Work out how many lines in the following entries contain the string "green", and write only that number.
╭─ Supplied material
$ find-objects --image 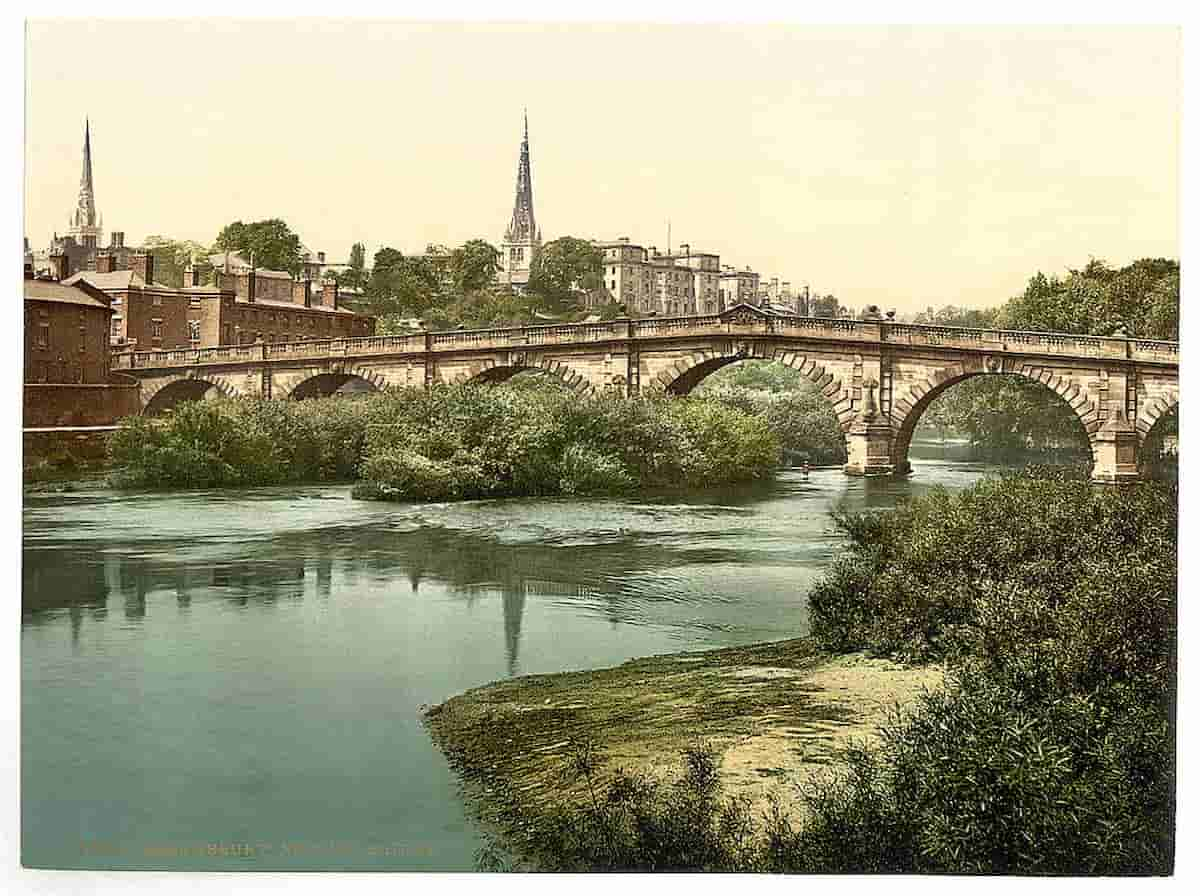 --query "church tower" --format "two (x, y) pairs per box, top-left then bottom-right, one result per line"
(499, 111), (541, 289)
(68, 119), (102, 249)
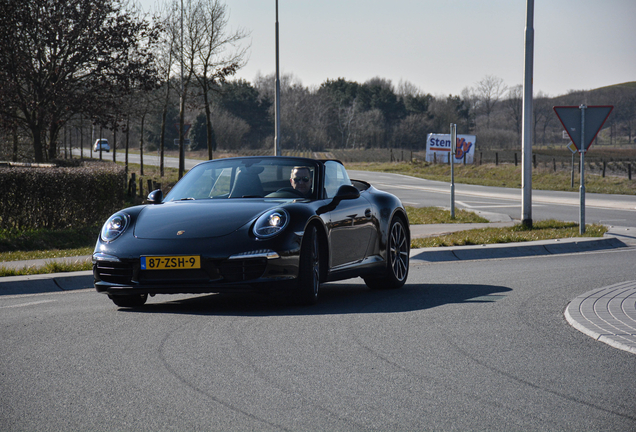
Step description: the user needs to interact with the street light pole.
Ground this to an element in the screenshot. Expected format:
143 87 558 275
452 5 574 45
274 0 281 156
178 0 185 179
521 0 534 228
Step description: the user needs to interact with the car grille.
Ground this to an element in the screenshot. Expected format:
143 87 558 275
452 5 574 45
139 269 212 283
95 260 134 285
95 258 268 285
218 258 267 282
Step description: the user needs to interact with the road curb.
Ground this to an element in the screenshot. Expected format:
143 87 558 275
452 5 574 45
0 271 93 295
564 281 636 355
410 237 628 263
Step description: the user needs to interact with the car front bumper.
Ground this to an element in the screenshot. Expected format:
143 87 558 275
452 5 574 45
93 229 304 296
94 250 300 295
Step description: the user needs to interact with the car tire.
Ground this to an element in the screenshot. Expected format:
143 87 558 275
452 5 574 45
364 216 409 290
109 293 148 308
296 225 320 305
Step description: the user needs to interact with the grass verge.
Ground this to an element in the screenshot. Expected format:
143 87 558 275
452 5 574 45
412 219 607 248
348 161 636 195
406 206 489 224
0 260 91 277
0 226 98 256
0 226 96 276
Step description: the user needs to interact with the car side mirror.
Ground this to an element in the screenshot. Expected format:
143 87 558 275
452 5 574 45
317 185 361 215
333 184 360 202
147 189 163 204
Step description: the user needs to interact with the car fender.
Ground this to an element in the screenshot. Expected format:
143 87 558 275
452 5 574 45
280 201 331 276
361 186 409 259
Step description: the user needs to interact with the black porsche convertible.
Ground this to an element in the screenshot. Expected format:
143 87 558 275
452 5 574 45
93 156 409 307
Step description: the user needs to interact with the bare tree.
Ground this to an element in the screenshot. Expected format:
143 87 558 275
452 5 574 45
505 85 523 145
165 0 201 177
396 80 422 98
163 0 248 174
336 99 358 149
612 86 636 144
193 0 249 160
533 93 555 146
317 78 362 149
474 75 508 129
460 87 478 131
155 1 178 177
0 0 160 162
354 109 385 148
393 113 430 150
211 110 250 150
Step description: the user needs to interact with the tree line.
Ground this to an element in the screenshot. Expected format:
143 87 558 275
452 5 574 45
1 0 635 165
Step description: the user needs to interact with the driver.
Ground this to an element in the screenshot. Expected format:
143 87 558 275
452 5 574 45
290 166 313 197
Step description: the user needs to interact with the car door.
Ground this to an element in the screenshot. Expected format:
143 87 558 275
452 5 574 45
323 161 375 268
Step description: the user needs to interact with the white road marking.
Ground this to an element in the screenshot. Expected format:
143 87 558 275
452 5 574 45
373 182 631 211
0 299 56 309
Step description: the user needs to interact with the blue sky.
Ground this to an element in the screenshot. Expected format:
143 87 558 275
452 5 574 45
140 0 636 97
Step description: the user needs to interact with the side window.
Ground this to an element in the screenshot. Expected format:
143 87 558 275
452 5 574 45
324 161 352 199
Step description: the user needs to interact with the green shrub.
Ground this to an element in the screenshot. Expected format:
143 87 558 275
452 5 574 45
0 161 125 230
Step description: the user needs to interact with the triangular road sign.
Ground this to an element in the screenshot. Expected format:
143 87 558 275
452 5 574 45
553 105 613 151
174 123 192 137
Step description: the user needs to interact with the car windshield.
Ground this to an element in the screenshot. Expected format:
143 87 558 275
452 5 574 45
164 157 319 201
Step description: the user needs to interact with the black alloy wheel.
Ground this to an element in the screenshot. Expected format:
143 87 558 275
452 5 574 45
364 216 409 290
296 225 320 305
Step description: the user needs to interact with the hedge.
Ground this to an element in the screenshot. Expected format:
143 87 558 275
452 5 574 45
0 161 126 230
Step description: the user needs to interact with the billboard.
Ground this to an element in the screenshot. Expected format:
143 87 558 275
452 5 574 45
425 133 476 163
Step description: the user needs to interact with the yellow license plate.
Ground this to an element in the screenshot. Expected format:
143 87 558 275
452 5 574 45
141 255 201 270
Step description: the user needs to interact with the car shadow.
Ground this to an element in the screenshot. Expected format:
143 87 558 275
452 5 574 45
120 280 512 316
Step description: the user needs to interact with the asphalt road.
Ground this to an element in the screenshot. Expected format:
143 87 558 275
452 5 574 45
2 246 635 431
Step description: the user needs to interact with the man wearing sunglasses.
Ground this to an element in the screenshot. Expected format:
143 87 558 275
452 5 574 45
290 166 313 197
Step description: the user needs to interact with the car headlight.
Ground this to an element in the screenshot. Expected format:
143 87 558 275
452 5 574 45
253 209 289 239
100 212 130 242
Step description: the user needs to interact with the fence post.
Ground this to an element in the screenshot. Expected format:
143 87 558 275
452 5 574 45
129 173 136 197
629 163 632 180
495 153 498 166
603 160 606 178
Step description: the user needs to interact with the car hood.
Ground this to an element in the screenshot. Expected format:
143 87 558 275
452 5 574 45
133 200 282 239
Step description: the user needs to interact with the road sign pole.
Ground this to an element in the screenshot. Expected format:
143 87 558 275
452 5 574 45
571 152 574 188
450 123 456 219
554 104 613 235
579 105 586 234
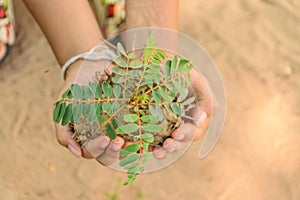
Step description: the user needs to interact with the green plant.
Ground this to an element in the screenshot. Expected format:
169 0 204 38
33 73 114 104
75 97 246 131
53 35 197 185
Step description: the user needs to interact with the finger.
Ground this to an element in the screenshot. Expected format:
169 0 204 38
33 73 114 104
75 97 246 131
55 123 82 157
82 135 110 159
96 136 124 166
153 146 167 159
163 138 185 153
171 122 197 142
190 68 212 115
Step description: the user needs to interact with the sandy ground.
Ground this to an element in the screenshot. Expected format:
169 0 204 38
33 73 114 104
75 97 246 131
1 0 300 199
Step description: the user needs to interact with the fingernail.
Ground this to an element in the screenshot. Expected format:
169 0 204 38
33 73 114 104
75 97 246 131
68 144 81 157
174 130 185 140
196 112 207 126
100 137 110 149
154 149 165 159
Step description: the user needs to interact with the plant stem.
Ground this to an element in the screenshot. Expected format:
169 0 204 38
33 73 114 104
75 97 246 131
142 73 187 96
135 102 143 155
60 98 129 104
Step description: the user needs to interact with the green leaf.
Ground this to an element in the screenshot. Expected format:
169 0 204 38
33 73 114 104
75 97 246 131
119 154 139 167
128 52 136 59
164 104 176 117
146 35 156 48
62 89 70 99
158 87 173 102
111 118 120 129
141 115 159 123
171 103 184 116
142 143 149 151
156 49 167 59
82 86 93 99
144 74 160 81
133 135 140 141
150 58 160 65
88 82 102 99
123 91 131 98
148 63 160 70
112 76 125 84
94 102 102 114
88 105 97 122
116 124 139 134
113 57 127 68
144 48 152 63
83 103 91 114
178 88 189 102
152 89 162 105
112 67 126 75
117 42 127 57
129 60 143 69
57 102 66 123
178 59 189 73
149 105 164 121
164 60 171 80
120 144 140 157
128 70 142 77
53 102 63 123
139 110 145 116
142 133 154 143
113 85 121 98
97 115 105 123
142 124 163 132
111 101 119 113
102 101 111 114
182 97 196 105
105 124 117 140
172 80 184 94
171 56 178 77
102 82 112 98
146 68 160 75
123 114 138 122
71 84 83 99
141 152 153 160
165 83 174 91
73 103 83 123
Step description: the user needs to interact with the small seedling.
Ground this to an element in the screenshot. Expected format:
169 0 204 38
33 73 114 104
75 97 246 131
53 35 197 185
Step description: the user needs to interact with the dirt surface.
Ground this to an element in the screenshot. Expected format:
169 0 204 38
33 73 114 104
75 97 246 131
1 1 300 199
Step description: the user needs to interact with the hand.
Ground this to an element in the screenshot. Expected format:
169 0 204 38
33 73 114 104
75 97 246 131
153 68 212 158
55 60 125 166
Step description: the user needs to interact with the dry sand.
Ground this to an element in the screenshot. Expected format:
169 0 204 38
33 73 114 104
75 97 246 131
0 0 300 199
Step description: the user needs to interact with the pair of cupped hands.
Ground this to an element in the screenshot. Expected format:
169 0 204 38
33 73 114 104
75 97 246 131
55 57 211 166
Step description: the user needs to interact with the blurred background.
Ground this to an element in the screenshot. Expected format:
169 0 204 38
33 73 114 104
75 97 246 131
0 0 300 199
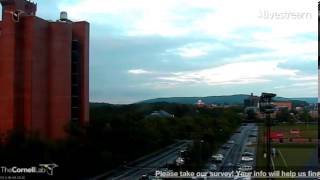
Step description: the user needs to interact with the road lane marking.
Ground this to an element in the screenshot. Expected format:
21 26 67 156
╰─
Result for this task: 3